Task requirements:
Return each line in the items below that contains the word "snowy".

Records supplied:

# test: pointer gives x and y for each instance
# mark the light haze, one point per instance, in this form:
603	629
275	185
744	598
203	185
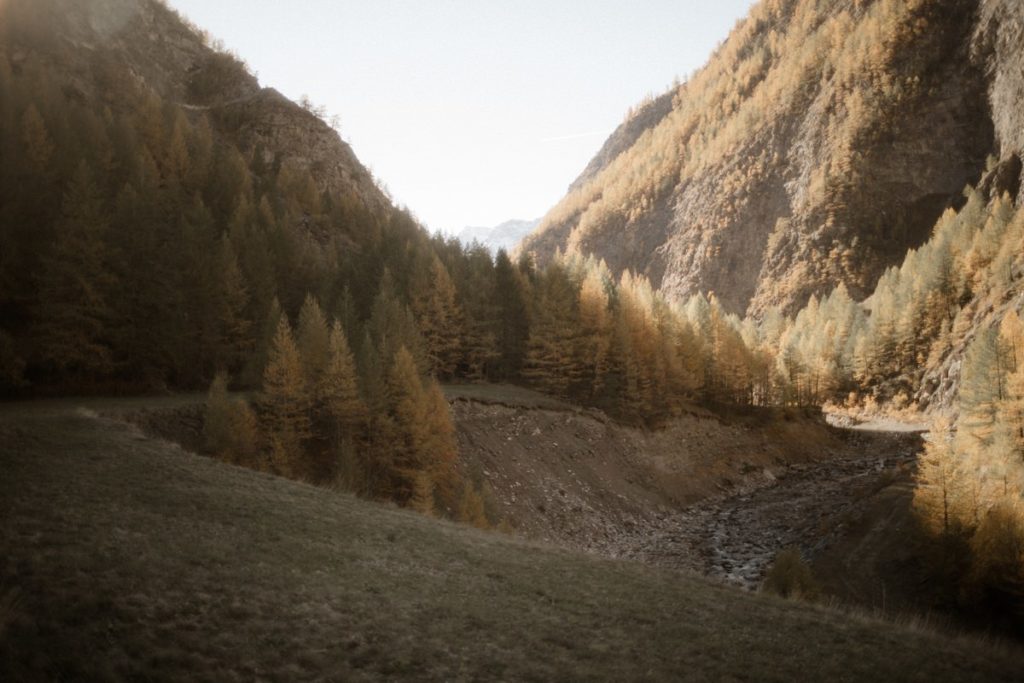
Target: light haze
471	112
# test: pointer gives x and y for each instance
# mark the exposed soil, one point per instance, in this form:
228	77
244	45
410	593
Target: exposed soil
717	496
714	495
125	557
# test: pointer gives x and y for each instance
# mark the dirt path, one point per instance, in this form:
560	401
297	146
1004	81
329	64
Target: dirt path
733	538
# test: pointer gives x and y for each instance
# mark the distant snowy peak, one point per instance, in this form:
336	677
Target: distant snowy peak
505	236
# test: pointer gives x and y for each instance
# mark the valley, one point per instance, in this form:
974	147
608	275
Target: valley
126	556
747	403
716	496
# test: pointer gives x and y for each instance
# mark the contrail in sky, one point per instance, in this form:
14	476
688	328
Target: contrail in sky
574	136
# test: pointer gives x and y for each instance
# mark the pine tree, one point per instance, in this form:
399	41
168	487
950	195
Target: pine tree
510	301
235	329
75	286
550	357
286	402
313	339
438	317
338	390
982	387
229	427
409	408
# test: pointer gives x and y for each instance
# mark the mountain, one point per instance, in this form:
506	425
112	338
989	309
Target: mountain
505	236
817	145
159	207
94	44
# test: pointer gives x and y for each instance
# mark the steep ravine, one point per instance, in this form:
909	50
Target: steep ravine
719	497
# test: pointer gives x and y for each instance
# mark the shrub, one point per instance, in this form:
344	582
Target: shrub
790	577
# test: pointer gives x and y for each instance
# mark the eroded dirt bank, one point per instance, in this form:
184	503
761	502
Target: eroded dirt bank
716	496
709	494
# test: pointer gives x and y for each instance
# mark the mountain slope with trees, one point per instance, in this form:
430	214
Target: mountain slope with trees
820	141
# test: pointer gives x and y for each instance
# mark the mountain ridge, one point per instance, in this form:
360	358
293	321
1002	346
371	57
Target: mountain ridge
814	148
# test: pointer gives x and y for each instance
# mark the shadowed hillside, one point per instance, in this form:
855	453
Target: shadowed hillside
134	559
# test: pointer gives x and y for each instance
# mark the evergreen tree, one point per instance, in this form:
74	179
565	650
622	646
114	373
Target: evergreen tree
230	429
511	303
75	286
338	391
438	317
313	340
235	327
286	403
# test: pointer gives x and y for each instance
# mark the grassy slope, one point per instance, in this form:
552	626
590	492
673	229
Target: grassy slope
128	557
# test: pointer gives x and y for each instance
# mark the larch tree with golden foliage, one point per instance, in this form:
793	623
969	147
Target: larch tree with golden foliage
438	317
286	402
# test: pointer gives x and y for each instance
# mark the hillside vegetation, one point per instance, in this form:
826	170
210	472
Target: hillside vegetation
820	141
126	557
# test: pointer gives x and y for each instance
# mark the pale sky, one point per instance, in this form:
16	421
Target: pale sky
471	112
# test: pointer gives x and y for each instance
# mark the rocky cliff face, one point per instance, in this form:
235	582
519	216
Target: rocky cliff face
819	143
173	59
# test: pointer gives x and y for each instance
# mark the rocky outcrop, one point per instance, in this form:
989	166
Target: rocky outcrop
819	143
165	54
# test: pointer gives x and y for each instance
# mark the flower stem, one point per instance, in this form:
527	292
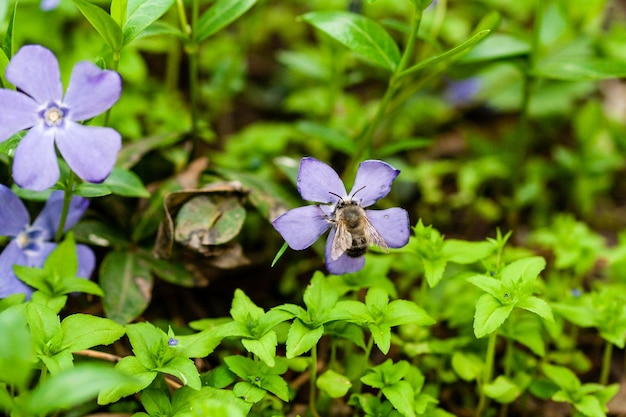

Output of the task:
# mark the distant snowy peak, one point per instance, in this form:
Target: distant snowy peak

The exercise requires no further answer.